• Texto de estudio:
────────────────────────────────────────
ARCILLA EN LA GARGANTA

 

Las fechas importan. Y los aniversarios, más.

Por mucho que intentemos quitarle hierro al asunto, por mucho que nos esforcemos en decir que no, que los días señalados son, en el fondo, sólo uno más, no es verdad. Porque las conmemoraciones pesan y, para bien o para mal, y aunque a veces sea de forma inconsciente, te obligan a reflexionar.

A hacer examen de conciencia.

A valorar qué es lo que ha cambiado –si es que algo ha cambiado– y por qué. Si nos sentimos cómodos con esas modificaciones y si, de hecho, nos han llevado a estar en un lugar mejor o peor. O, incluso, si estos cambios han sido motivados por nuestra voluntad o sólo nos hemos sentido arrastrados por acontecimientos que están muy por encima de nuestro control.

Yo, personalmente, la pasada semana la viví con altibajos. Momentos de tranquila satisfacción alternados con días más tristones, más blue. Daba por hecho que estos bajoncillos estaban provocados por un exceso de trabajo y actividad –del que yo no soy consciente por estar habituado a él, pero que es, seguramente, superior al recomendable– y por un cambio a gris del tiempo que, para alguien como yo, que necesita Luz y Sol a todas horas, supone que los días parezcan sonreír un poco menos. Como si uno viviera inmerso en una canción de Ismael Serrano.
────────────────────────────────────────
• Conjunto de datos:

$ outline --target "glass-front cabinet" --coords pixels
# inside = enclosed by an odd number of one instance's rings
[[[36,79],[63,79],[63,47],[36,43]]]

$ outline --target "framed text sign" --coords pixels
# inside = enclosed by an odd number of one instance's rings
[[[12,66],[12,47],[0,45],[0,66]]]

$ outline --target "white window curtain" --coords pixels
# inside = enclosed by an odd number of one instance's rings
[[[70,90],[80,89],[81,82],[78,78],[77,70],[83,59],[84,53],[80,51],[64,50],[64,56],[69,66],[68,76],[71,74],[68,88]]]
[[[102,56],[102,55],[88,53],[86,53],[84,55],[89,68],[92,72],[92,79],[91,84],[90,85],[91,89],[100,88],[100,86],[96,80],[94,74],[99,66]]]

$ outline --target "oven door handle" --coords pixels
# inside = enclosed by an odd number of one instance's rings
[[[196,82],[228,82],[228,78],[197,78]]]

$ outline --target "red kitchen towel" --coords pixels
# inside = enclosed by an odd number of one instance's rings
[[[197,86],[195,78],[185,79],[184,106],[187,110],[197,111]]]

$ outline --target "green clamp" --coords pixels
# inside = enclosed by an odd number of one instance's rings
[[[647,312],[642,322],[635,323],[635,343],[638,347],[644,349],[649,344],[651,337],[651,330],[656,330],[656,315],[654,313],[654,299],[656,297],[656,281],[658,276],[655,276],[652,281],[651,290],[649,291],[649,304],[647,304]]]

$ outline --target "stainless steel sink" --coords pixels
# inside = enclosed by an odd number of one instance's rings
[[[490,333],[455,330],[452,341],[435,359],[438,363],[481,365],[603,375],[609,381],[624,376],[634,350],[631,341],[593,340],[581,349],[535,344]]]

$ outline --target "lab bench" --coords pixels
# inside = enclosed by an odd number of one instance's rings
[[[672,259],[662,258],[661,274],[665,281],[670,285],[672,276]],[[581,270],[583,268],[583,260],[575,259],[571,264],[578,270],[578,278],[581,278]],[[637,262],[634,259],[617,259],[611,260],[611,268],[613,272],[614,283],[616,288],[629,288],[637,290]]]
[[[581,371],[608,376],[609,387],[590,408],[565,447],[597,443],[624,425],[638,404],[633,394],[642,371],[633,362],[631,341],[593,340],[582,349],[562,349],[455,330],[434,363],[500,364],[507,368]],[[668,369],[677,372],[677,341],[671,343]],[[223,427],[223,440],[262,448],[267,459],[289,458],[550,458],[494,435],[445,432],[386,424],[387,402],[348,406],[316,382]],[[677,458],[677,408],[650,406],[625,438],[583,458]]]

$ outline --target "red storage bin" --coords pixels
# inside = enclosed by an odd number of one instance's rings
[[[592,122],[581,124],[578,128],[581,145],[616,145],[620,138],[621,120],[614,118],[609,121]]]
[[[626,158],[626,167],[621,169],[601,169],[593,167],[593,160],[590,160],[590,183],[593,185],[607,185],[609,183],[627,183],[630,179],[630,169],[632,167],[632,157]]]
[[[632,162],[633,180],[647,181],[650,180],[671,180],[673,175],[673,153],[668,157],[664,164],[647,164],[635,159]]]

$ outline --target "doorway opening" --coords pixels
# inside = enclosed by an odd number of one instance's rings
────────────────────────────────────────
Continúa el texto sobre las fechas y los aniversarios a partir de su última frase.

No fue hasta el viernes pasado, que un cliente me comentó que ese día se cumplían dieciocho años de los trágicos atentados de Atocha, cuando caí en la cuenta de que la efeméride era poco halagüeña. No cabe duda de que, al igual que ocurriera con los perpetrados en Nueva York –cometidos contra los que, posiblemente, fueran unos de los edificios más icónicos de la ciudad–, estos actos terroristas provocaron, a la postre, además de un desamparo en toda una sociedad que se sentía a sí misma como demasiado vulnerable, una toma de conciencia sobre las nuevas vías que el terrorismo contemporáneo estaba dispuesto a utilizar.

Vías crueles, indiscriminadas, retorcidas y sanguinarias.

Métodos que, claro está –y esto cualquiera que viaje mínimamente lo habrá comprobado hasta normalizarlo–, han supuesto un cambio radical en la forma en la que nos comportamos en determinadas situaciones.

Quiso la fortuna, en un giro macabro del destino, que también por esas fechas se declarase en nuestro país el estado de alarma provocado por la Pandemia COVID y todo lo que ésta ha traído –y sigue trayendo– consigo. No creo que sea necesario ahondar mucho más en lo que ha supuesto este acontecimiento –que se prolonga ya más de dos años en nuestras vidas– y en cómo nos ha movido a ser una sociedad menos afectiva, más distante y, en cierto modo, más desconfiada y vigilante del prójimo.

Y, como no hay dos sin tres, hace escasos días, nos despertamos con la noticia de que el mundo vuelve a estar en guerra. Los que pensábamos que las batallas de nuestra era se librarían en el campo de las redes interconectadas, los datos y el mundo web, nos hemos dado de bruces con una realidad tozuda que nos enfrenta al hecho escalofriante de que siguen existiendo, en el mundo, dirigentes que anteponen sus ambiciones a las vidas de los pueblos vecinos.

Y del propio.

Personas cuyo ego y determinación suponen la muerte de centenares, en el mejor de los casos. De millares, en el peor.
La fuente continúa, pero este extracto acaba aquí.